> **What is being asked**:
If an entry below holds a picture, leave the picture out and print the rest exactly.

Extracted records
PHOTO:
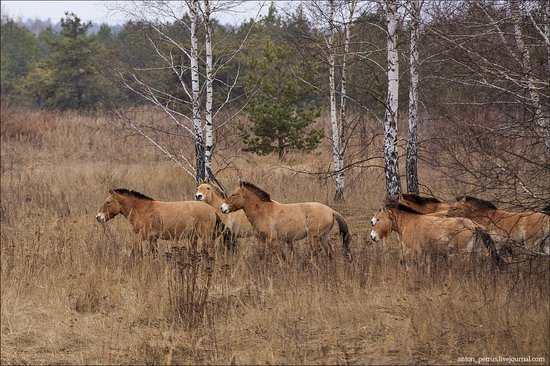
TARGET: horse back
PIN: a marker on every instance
(176, 219)
(437, 233)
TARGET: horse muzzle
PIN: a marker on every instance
(373, 236)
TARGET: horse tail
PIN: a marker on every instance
(344, 233)
(221, 229)
(490, 245)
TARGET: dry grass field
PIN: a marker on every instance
(71, 294)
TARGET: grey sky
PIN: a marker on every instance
(96, 11)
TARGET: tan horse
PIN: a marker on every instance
(152, 220)
(273, 221)
(236, 221)
(423, 204)
(530, 230)
(430, 234)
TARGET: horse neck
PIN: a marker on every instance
(484, 213)
(216, 201)
(254, 208)
(132, 207)
(399, 220)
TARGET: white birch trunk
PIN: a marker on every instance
(391, 156)
(337, 157)
(412, 137)
(209, 139)
(195, 92)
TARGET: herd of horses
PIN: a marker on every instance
(469, 228)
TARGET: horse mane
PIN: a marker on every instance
(477, 201)
(397, 205)
(218, 188)
(419, 200)
(262, 195)
(127, 192)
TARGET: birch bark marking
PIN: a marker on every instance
(336, 143)
(391, 157)
(195, 91)
(412, 137)
(540, 120)
(209, 139)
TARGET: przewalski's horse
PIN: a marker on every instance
(152, 220)
(274, 222)
(431, 234)
(236, 221)
(529, 230)
(423, 204)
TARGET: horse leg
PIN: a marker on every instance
(153, 245)
(408, 254)
(314, 247)
(327, 245)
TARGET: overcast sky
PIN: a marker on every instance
(97, 12)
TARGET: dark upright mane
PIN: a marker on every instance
(419, 200)
(396, 205)
(127, 192)
(477, 202)
(262, 195)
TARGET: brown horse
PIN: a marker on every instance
(430, 234)
(152, 220)
(273, 221)
(528, 230)
(236, 221)
(423, 204)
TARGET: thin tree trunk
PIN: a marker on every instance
(195, 92)
(391, 156)
(539, 118)
(412, 138)
(209, 139)
(337, 158)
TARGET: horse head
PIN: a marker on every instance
(110, 208)
(381, 225)
(204, 193)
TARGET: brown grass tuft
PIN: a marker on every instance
(71, 294)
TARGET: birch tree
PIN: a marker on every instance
(195, 93)
(191, 108)
(337, 16)
(391, 156)
(489, 74)
(412, 137)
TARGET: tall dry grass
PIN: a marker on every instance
(71, 294)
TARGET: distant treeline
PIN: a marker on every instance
(467, 55)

> **Final answer**:
PHOTO:
TARGET: horse back
PIN: a marker on every instance
(176, 219)
(437, 233)
TARGET: horse muzzle
PIN: a marker on every instance
(373, 236)
TARGET: horse tail
PIN: a marker on every instance
(344, 233)
(221, 229)
(490, 245)
TARGET: dry grass field
PIN: a marker on every instance
(71, 294)
TARGET: grey sky
PIN: a marker on every instance
(96, 11)
TARGET: tan horse
PIN: a marker on every instance
(152, 220)
(273, 221)
(236, 221)
(423, 204)
(530, 230)
(430, 234)
TARGET: horse neck
PIN: a marker on every instance
(484, 213)
(216, 201)
(254, 208)
(132, 207)
(399, 220)
TARGET: white birch trunk
PIN: a marker on every instance
(391, 156)
(337, 157)
(412, 137)
(209, 139)
(195, 92)
TARGET: herd of horses
PIN: a marker on every instance
(469, 228)
TARGET: horse mane
PIN: a marker on every instance
(477, 201)
(397, 205)
(218, 188)
(419, 200)
(262, 195)
(127, 192)
TARGET: birch bark marking
PIN: a marker on every instance
(336, 143)
(391, 157)
(195, 91)
(412, 137)
(540, 120)
(209, 139)
TARGET: przewalski's horse
PIN: a marker on every instance
(152, 220)
(274, 222)
(431, 234)
(236, 221)
(529, 230)
(423, 204)
TARGET: horse leg
PIN: a marker on every instance
(153, 245)
(408, 254)
(314, 247)
(327, 245)
TARGET: overcast sky
PIN: a marker on every instance
(97, 12)
TARGET: dark upright mane
PIN: a marker on every instance
(419, 200)
(396, 205)
(127, 192)
(477, 202)
(262, 195)
TARGET: brown horse
PIN: a marker on every instance
(430, 234)
(152, 220)
(273, 221)
(528, 230)
(236, 221)
(423, 204)
TARGET: thin tree trunk
PIN: a marker on every instance
(195, 92)
(391, 156)
(539, 118)
(412, 138)
(209, 139)
(337, 158)
TARGET: horse head
PIN: a marker on every instance
(110, 208)
(381, 225)
(204, 193)
TARGET: brown grass tuft
PIN: a marker on every instance
(71, 294)
TARGET: birch tree
PIN: a marker on every instance
(195, 93)
(191, 108)
(337, 16)
(391, 156)
(489, 74)
(412, 137)
TARGET: tall dry grass
PIN: a marker on every instance
(71, 294)
TARGET: distant treeline
PIN: a marker on every instance
(467, 55)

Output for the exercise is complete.